● DO THIS
Could you arrange the lines of the items below as a JSON list of strings, one string per line, starting at the line that contains "black cow as a single marker per instance." and ending at the line that contains "point(303, 195)", with blank lines left out?

(An excerpt from a dataset)
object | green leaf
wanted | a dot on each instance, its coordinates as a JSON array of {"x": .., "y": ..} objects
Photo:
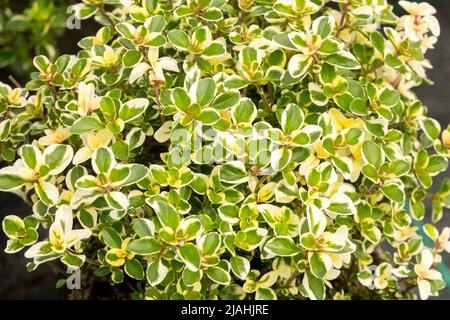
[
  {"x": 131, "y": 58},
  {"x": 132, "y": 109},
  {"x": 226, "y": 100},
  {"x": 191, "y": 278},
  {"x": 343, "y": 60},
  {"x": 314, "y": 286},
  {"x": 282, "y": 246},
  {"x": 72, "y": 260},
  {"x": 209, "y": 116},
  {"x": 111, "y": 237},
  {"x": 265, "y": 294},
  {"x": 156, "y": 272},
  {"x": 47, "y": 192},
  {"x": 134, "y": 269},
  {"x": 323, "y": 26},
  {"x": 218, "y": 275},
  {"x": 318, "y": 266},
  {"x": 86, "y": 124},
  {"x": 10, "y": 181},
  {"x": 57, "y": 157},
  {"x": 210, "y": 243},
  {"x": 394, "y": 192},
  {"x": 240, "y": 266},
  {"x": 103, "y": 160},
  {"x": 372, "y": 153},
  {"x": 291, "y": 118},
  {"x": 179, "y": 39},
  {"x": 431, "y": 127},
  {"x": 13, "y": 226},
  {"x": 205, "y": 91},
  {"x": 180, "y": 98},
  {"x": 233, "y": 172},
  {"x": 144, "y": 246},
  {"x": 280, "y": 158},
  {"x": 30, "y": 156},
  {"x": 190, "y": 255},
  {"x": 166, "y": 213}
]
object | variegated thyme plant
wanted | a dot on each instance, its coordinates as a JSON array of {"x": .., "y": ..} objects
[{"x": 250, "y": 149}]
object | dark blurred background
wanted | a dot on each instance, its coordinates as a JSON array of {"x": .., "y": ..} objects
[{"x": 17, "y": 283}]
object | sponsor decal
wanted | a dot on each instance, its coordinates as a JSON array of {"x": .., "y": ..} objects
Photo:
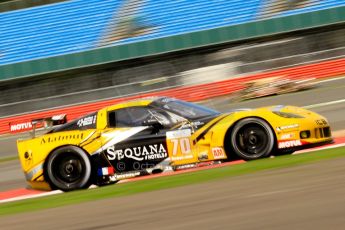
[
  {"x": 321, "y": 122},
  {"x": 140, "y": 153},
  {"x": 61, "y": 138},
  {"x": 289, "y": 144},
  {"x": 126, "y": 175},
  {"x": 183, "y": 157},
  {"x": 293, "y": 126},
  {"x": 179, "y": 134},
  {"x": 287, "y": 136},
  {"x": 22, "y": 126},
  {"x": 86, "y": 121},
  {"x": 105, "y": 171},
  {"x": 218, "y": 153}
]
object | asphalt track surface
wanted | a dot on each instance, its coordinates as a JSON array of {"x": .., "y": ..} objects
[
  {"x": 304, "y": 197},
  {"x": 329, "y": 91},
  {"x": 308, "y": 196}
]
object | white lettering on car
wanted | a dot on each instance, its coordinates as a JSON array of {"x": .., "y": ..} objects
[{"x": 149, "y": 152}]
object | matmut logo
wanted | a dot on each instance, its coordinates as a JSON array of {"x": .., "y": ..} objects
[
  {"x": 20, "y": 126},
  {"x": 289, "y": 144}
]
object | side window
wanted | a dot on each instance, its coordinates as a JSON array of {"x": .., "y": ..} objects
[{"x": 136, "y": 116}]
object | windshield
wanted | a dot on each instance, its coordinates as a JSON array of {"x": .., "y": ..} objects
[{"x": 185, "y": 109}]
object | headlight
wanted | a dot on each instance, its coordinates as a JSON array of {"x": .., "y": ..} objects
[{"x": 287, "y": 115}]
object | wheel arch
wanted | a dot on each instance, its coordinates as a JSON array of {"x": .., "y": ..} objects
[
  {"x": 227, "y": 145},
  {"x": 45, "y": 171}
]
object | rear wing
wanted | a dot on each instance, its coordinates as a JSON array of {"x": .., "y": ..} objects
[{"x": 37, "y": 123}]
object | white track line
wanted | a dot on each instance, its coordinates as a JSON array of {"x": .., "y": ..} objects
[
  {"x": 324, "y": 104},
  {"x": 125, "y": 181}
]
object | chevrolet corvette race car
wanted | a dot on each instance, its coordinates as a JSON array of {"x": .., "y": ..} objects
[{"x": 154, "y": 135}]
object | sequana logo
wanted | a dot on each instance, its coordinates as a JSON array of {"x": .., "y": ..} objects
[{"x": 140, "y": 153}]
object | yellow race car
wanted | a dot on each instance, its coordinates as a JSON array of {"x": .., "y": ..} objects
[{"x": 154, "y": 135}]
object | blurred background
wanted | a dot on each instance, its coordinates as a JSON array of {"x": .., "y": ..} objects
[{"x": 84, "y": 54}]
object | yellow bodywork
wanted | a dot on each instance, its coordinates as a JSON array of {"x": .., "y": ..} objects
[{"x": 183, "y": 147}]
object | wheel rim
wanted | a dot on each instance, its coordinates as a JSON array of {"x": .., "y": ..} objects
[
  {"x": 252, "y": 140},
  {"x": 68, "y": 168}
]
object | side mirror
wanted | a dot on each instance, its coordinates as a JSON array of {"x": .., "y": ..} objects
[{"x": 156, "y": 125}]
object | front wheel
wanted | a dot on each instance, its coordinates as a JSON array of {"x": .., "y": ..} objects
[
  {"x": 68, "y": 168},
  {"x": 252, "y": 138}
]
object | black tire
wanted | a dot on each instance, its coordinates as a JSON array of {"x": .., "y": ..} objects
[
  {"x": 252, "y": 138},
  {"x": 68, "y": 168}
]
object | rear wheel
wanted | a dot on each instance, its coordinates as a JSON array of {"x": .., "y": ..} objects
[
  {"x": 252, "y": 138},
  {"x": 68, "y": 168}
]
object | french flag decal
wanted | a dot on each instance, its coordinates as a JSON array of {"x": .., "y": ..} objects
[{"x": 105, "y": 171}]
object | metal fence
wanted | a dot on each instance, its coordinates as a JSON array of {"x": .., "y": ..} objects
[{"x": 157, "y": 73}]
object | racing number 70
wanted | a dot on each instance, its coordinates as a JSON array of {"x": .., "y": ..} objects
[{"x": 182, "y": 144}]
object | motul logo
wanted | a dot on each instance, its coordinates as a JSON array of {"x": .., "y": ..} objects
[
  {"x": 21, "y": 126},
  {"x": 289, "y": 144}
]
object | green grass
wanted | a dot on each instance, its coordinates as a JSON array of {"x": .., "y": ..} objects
---
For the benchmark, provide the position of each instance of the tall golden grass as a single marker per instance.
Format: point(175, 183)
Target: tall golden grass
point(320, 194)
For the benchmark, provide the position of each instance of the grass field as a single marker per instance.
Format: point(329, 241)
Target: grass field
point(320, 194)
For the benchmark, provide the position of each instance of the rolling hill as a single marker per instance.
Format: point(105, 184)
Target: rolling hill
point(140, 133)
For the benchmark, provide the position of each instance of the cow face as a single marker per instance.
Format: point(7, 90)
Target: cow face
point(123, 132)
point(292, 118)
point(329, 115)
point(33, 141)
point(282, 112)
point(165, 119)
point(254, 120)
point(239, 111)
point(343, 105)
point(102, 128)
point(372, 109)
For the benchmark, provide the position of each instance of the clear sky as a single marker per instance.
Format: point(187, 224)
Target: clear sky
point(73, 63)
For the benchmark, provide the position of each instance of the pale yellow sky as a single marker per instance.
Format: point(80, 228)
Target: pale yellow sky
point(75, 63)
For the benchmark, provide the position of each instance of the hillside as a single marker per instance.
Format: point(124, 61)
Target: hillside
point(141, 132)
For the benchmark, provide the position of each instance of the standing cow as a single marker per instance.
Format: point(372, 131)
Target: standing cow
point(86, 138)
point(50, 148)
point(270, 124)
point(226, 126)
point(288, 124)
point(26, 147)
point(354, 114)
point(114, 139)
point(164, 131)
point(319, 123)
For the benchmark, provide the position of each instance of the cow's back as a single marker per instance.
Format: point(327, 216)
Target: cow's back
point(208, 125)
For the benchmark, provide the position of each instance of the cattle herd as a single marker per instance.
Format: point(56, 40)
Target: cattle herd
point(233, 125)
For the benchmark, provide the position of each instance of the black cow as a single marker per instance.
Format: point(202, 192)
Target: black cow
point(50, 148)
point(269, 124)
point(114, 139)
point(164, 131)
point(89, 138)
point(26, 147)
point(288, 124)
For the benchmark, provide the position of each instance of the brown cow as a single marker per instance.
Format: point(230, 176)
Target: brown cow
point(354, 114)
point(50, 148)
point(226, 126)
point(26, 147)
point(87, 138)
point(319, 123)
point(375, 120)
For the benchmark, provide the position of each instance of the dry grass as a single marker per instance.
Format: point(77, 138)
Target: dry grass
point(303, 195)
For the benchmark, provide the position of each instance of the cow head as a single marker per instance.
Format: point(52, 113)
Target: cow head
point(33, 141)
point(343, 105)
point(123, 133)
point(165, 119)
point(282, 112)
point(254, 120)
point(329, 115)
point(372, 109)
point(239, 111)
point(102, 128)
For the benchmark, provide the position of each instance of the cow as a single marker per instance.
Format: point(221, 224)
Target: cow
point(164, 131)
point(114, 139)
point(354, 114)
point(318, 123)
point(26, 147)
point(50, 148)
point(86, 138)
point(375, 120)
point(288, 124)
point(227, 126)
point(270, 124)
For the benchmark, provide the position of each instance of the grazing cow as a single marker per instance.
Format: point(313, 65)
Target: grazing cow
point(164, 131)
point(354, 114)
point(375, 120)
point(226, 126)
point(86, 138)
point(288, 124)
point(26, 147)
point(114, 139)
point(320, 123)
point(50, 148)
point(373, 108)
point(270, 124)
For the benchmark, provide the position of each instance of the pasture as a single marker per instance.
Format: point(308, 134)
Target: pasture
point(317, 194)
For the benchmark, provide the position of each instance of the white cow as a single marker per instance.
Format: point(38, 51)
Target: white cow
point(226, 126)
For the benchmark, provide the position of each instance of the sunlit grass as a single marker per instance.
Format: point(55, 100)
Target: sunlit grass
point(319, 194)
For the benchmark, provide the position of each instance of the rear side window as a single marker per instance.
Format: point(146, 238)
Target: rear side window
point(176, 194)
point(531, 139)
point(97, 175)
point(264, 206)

● RIGHT ANSWER
[
  "For the benchmark, provide the position of each instance of the black cow as a single marker per instance.",
  "Format: point(202, 192)",
  "Target: black cow",
  "point(50, 148)",
  "point(269, 124)",
  "point(114, 139)",
  "point(164, 131)",
  "point(89, 138)",
  "point(26, 147)",
  "point(288, 124)",
  "For the benchmark, provide the position of each instance of the brown cow as a single marker per instance.",
  "Format: point(230, 176)",
  "Target: brown cow",
  "point(354, 114)",
  "point(50, 148)",
  "point(226, 126)",
  "point(26, 147)",
  "point(87, 138)",
  "point(319, 123)",
  "point(375, 120)",
  "For the benchmark, provide the position of each instance of the dry grass as a single marker per instance.",
  "Format: point(77, 138)",
  "Target: dry grass",
  "point(303, 195)"
]